■ What the task requires:
Can you rewrite every line of the records below as a JSON list of strings, with one string per line and blank lines left out? Don't include the pictures in your answer.
* BEGIN *
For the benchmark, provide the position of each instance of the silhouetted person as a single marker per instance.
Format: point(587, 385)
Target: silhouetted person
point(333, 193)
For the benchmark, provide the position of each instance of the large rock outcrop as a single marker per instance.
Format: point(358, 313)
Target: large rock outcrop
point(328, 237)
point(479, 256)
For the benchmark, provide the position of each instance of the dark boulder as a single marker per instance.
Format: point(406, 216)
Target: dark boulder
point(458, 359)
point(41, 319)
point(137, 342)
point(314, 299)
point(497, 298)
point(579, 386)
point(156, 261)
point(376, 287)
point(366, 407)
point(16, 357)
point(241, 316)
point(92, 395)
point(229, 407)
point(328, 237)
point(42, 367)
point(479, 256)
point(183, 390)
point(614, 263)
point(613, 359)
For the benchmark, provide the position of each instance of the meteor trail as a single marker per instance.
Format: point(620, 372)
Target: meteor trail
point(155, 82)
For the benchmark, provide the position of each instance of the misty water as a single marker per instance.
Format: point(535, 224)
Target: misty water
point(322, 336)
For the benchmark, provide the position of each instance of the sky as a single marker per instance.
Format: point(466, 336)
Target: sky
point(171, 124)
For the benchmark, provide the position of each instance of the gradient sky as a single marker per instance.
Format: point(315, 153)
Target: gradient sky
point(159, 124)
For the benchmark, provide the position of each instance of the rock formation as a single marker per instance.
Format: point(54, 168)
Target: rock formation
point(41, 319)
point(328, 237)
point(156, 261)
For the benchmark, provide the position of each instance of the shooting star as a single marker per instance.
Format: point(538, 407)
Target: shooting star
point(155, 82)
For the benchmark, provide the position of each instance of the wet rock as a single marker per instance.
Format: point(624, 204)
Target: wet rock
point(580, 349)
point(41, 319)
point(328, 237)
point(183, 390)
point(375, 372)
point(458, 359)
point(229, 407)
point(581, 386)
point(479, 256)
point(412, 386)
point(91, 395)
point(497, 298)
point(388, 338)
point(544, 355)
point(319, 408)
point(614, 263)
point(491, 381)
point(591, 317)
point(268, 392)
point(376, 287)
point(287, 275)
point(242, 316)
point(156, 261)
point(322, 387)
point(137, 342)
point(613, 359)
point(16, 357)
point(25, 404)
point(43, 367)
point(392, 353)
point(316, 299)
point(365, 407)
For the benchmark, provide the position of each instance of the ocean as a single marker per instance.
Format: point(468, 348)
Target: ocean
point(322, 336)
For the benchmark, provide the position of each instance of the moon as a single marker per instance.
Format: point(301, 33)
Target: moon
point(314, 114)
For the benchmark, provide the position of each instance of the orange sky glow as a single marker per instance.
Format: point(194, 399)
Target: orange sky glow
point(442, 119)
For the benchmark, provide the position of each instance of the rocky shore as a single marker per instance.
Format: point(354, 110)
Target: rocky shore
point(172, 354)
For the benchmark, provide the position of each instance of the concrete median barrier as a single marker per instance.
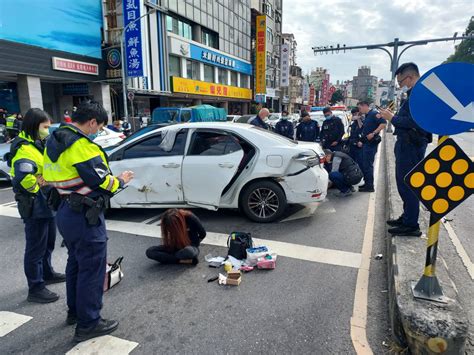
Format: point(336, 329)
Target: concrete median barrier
point(424, 327)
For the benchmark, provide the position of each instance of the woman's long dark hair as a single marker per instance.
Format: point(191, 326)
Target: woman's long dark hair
point(174, 230)
point(33, 118)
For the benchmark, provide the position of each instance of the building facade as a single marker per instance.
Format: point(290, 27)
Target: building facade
point(364, 85)
point(193, 52)
point(272, 9)
point(52, 65)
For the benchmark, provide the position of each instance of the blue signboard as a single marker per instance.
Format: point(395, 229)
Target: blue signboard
point(219, 60)
point(442, 101)
point(133, 38)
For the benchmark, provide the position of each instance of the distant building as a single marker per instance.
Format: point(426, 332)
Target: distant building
point(364, 85)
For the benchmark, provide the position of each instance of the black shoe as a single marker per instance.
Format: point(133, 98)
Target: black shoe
point(55, 278)
point(404, 231)
point(71, 319)
point(42, 296)
point(104, 327)
point(395, 222)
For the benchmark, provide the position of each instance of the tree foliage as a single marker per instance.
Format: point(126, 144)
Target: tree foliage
point(465, 50)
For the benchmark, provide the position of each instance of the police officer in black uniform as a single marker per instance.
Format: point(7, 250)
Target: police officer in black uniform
point(332, 131)
point(410, 149)
point(307, 130)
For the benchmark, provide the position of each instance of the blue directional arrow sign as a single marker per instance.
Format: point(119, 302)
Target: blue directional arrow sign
point(442, 101)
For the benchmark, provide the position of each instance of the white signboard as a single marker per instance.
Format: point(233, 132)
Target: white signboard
point(285, 65)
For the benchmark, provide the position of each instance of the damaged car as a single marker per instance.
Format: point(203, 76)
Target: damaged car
point(223, 165)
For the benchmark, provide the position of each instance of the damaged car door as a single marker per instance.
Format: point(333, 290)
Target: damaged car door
point(157, 163)
point(212, 160)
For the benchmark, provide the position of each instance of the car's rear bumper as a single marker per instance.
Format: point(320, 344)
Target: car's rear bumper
point(309, 186)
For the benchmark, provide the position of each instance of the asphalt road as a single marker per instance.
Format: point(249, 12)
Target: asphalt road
point(303, 306)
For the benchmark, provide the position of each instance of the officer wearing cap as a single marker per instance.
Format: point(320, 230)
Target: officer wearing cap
point(332, 131)
point(410, 149)
point(78, 169)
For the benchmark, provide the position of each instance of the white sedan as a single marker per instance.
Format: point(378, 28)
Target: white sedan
point(212, 166)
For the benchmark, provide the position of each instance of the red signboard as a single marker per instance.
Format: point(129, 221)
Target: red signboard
point(75, 66)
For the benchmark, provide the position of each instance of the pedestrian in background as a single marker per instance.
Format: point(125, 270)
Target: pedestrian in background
point(355, 134)
point(181, 233)
point(284, 126)
point(370, 137)
point(259, 120)
point(332, 131)
point(343, 171)
point(308, 129)
point(410, 149)
point(79, 170)
point(31, 192)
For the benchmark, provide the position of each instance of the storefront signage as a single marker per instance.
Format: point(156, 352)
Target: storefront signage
point(209, 56)
point(285, 65)
point(196, 87)
point(75, 66)
point(261, 55)
point(133, 38)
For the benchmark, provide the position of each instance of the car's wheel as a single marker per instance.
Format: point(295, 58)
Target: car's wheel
point(263, 201)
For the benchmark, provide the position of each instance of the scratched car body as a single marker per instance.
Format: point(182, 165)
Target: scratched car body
point(220, 165)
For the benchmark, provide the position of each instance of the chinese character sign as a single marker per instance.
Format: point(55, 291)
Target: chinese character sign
point(133, 38)
point(285, 65)
point(261, 55)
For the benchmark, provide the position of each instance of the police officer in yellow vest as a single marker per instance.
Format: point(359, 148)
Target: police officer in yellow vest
point(26, 161)
point(79, 170)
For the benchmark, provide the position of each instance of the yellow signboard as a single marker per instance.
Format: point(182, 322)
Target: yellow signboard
point(196, 87)
point(261, 55)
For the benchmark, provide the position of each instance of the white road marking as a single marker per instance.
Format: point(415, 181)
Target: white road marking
point(105, 345)
point(295, 251)
point(359, 313)
point(459, 248)
point(9, 321)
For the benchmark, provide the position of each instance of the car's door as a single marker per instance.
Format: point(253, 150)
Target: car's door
point(212, 160)
point(157, 163)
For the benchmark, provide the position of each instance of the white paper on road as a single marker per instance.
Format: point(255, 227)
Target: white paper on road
point(105, 345)
point(9, 321)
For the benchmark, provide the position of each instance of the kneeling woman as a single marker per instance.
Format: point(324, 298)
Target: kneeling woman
point(181, 232)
* END *
■ Final result:
[
  "For the benchmark, provide the position of each instance of the silhouetted person as a single marker per instance.",
  "Format: point(587, 385)",
  "Target: silhouetted person",
  "point(333, 193)",
  "For the benchmark, provide the position of each instance of the large rock outcrop as a single marker per instance.",
  "Format: point(358, 313)",
  "Target: large rock outcrop",
  "point(328, 237)",
  "point(479, 256)",
  "For the benchmark, provide the position of each instance of the dark boulder as a single marker per instance.",
  "Format: point(406, 216)",
  "Target: dark boulder",
  "point(458, 359)",
  "point(41, 319)",
  "point(137, 342)",
  "point(314, 299)",
  "point(497, 298)",
  "point(579, 386)",
  "point(156, 261)",
  "point(376, 287)",
  "point(366, 407)",
  "point(16, 357)",
  "point(241, 316)",
  "point(92, 395)",
  "point(229, 407)",
  "point(328, 237)",
  "point(42, 367)",
  "point(479, 256)",
  "point(183, 390)",
  "point(614, 263)",
  "point(613, 359)",
  "For the benchmark, provide the position of each instance of the meteor trail as a single marker per instance.",
  "Format: point(620, 372)",
  "Target: meteor trail",
  "point(155, 82)",
  "For the benchmark, provide the position of each instance of the misty water as a single marker per instance.",
  "Format: point(535, 224)",
  "Target: misty water",
  "point(322, 336)",
  "For the benchmark, provide the position of each instance of the sky as a single marker per instance.",
  "Format: point(466, 336)",
  "Target: sky",
  "point(171, 124)",
  "For the benchmark, provide the position of each instance of the gradient sky as a single marker per instance.",
  "Format: point(315, 153)",
  "Target: gradient sky",
  "point(159, 124)",
  "For the benchmark, provide the position of each instance of the rock formation as a single marker per instance.",
  "Format: point(54, 168)",
  "Target: rock formation",
  "point(41, 319)",
  "point(328, 237)",
  "point(156, 261)",
  "For the benchmark, provide the position of each instance of the shooting star as a single marker per instance.",
  "Format: point(538, 407)",
  "Target: shooting star",
  "point(155, 82)",
  "For the benchmark, provide the position of each instance of the wet rock as a single marker per instance.",
  "Format: point(624, 204)",
  "Target: wet rock",
  "point(580, 349)",
  "point(41, 319)",
  "point(328, 237)",
  "point(183, 390)",
  "point(375, 372)",
  "point(458, 359)",
  "point(229, 407)",
  "point(581, 386)",
  "point(479, 256)",
  "point(412, 386)",
  "point(91, 395)",
  "point(497, 298)",
  "point(388, 338)",
  "point(544, 355)",
  "point(319, 408)",
  "point(614, 263)",
  "point(491, 381)",
  "point(591, 317)",
  "point(268, 392)",
  "point(376, 287)",
  "point(287, 275)",
  "point(242, 316)",
  "point(156, 261)",
  "point(322, 387)",
  "point(137, 342)",
  "point(613, 359)",
  "point(16, 357)",
  "point(25, 404)",
  "point(43, 367)",
  "point(392, 353)",
  "point(316, 299)",
  "point(365, 407)",
  "For the benchmark, provide the position of each instance of the ocean as a single marker per instance.",
  "Format: point(468, 348)",
  "Target: ocean",
  "point(322, 336)",
  "For the benchmark, provide the position of each instance of the moon as a single marker per instance.",
  "Format: point(301, 33)",
  "Target: moon",
  "point(314, 114)",
  "For the benchmark, provide the position of each instance of the orange sky glow as a single marker per instance.",
  "Format: point(194, 399)",
  "Target: orange sky glow",
  "point(442, 119)",
  "For the benchmark, provide the position of each instance of the rocky shore as a single marker per instance.",
  "Format: point(354, 110)",
  "Target: rocky shore",
  "point(172, 354)",
  "For the benchmark, provide the position of each instance of the concrete median barrier as a single marker per instance.",
  "Format: point(336, 329)",
  "Target: concrete median barrier",
  "point(424, 327)",
  "For the benchmark, provide the position of each instance of the woman's long dark hair as a single marker per instance.",
  "Format: point(191, 326)",
  "Target: woman's long dark hair",
  "point(174, 230)",
  "point(33, 118)",
  "For the benchmark, provide the position of each instance of the building facade as a single marker per instance.",
  "Format: point(290, 27)",
  "Target: building facade",
  "point(364, 85)",
  "point(193, 52)",
  "point(272, 9)",
  "point(52, 65)",
  "For the benchmark, provide the position of each instance of the blue signboard as a single marker per instance.",
  "Format: point(395, 229)",
  "Target: blue signboard",
  "point(219, 60)",
  "point(442, 101)",
  "point(133, 38)",
  "For the benchmark, provide the position of each instance of the distant building as a single marker per instance.",
  "Format: point(426, 332)",
  "Target: distant building",
  "point(364, 85)",
  "For the benchmark, provide the position of each instance of the black shoe as a single marker per instance.",
  "Format: point(133, 98)",
  "Target: black shoe",
  "point(55, 278)",
  "point(404, 231)",
  "point(71, 319)",
  "point(42, 296)",
  "point(104, 327)",
  "point(395, 222)",
  "For the benchmark, provide the position of each instance of the tree foliage as a single marker per instance.",
  "Format: point(126, 144)",
  "Target: tree foliage",
  "point(465, 50)",
  "For the benchmark, provide the position of each instance of the police officer in black uniform as a single marker per instance.",
  "Format: point(7, 250)",
  "Target: police officer in black uniform",
  "point(332, 131)",
  "point(410, 149)",
  "point(307, 130)",
  "For the benchmark, provide the position of each instance of the blue directional arrow sign as a single marker per instance.",
  "Format: point(119, 302)",
  "Target: blue directional arrow sign",
  "point(442, 101)",
  "For the benchmark, provide the position of each instance of the white signboard as a single marker per instance.",
  "Format: point(233, 132)",
  "Target: white signboard",
  "point(285, 65)",
  "For the benchmark, provide the position of each instance of the damaged car as a single marker per instance.",
  "Format: point(203, 76)",
  "Target: damaged car",
  "point(223, 165)",
  "For the benchmark, provide the position of each instance of the damaged car door as a single marker per instance.",
  "Format: point(333, 290)",
  "Target: damaged car door",
  "point(157, 163)",
  "point(212, 160)",
  "For the benchmark, provide the position of each instance of the car's rear bumper as a single marker per instance.",
  "Format: point(320, 344)",
  "Target: car's rear bumper",
  "point(309, 186)",
  "For the benchmark, provide the position of each instance of the asphalt road as a single marker per instance.",
  "Format: point(249, 12)",
  "Target: asphalt road",
  "point(303, 306)",
  "For the benchmark, provide the position of each instance of the officer wearing cap as a single marker per instance.",
  "Format: point(320, 230)",
  "Target: officer wearing cap",
  "point(332, 131)",
  "point(410, 149)",
  "point(78, 169)",
  "For the benchmark, provide the position of each instance of the white sedan as a single marker per instance.",
  "Format: point(378, 28)",
  "Target: white sedan",
  "point(212, 166)",
  "For the benchmark, provide the position of each instance of the red signboard as a single marker per instance.",
  "Format: point(129, 221)",
  "Target: red signboard",
  "point(75, 66)",
  "For the benchmark, provide the position of each instance of the pedestrian in background as a single marker per instance.",
  "Format: point(125, 270)",
  "Target: pedestrian in background",
  "point(355, 134)",
  "point(181, 233)",
  "point(284, 126)",
  "point(370, 137)",
  "point(259, 120)",
  "point(332, 131)",
  "point(343, 171)",
  "point(308, 129)",
  "point(410, 149)",
  "point(79, 170)",
  "point(31, 192)",
  "For the benchmark, provide the position of each instance of the storefront signage as a single marker per instance.",
  "Format: point(156, 352)",
  "Target: storefront signage",
  "point(209, 56)",
  "point(285, 65)",
  "point(196, 87)",
  "point(75, 66)",
  "point(261, 55)",
  "point(133, 38)",
  "For the benchmark, provide the position of each instance of the car's wheel as a single marker per instance.",
  "Format: point(295, 58)",
  "Target: car's wheel",
  "point(263, 201)",
  "For the benchmark, provide the position of each instance of the scratched car body as a single marker per instance.",
  "Format: point(182, 165)",
  "Target: scratched car body",
  "point(220, 165)",
  "For the benchmark, provide the position of each instance of the chinese character sign as a single marker per instance.",
  "Format: point(55, 291)",
  "Target: chinese character sign",
  "point(133, 38)",
  "point(285, 65)",
  "point(261, 55)",
  "For the benchmark, provide the position of each instance of the police officer in yellow vest as a single marker per instance.",
  "Format: point(359, 148)",
  "Target: police officer in yellow vest",
  "point(26, 161)",
  "point(79, 170)",
  "For the benchmark, provide the position of each instance of the yellow signboard as a single marker per instance.",
  "Format: point(182, 322)",
  "Target: yellow signboard",
  "point(196, 87)",
  "point(261, 55)",
  "For the benchmark, provide the position of each instance of the white road marking as a single marker per instance.",
  "Format: point(415, 181)",
  "Target: white road marking",
  "point(105, 345)",
  "point(295, 251)",
  "point(359, 313)",
  "point(459, 248)",
  "point(9, 321)",
  "For the benchmark, provide the position of each instance of the car's door as a single marker per instance.",
  "Format: point(253, 150)",
  "Target: car's door",
  "point(212, 160)",
  "point(157, 163)",
  "For the benchmark, provide the position of each instance of the white paper on road as a single marker per instance.",
  "Format: point(255, 227)",
  "Target: white paper on road",
  "point(105, 345)",
  "point(9, 321)",
  "For the benchmark, provide the position of each instance of the kneeling woman as a single marker per instance.",
  "Format: point(324, 298)",
  "Target: kneeling woman",
  "point(181, 232)"
]